## TASK REQUIREMENTS
Output the data below as a Markdown table with the columns No. and Text. Number each nonblank line in No. and put the line itself in Text.

☆ ☆ ☆ ☆

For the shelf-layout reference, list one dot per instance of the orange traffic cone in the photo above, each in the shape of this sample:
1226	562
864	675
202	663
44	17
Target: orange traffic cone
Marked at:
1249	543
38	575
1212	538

☆ ☆ ☆ ☆

## OUTPUT FOR THIS EXERCISE
| No. | Text |
|---|---|
| 1 | For the shelf-layout reference, list one dot per instance of the orange traffic cone in the photo above, each in the shape of this sample: |
| 2 | 1226	562 |
| 3 | 864	675 |
| 4 | 202	663 |
| 5 | 44	17 |
| 6 | Target: orange traffic cone |
| 7 | Marked at: |
| 8 | 1249	543 |
| 9 | 38	575 |
| 10 | 1212	538 |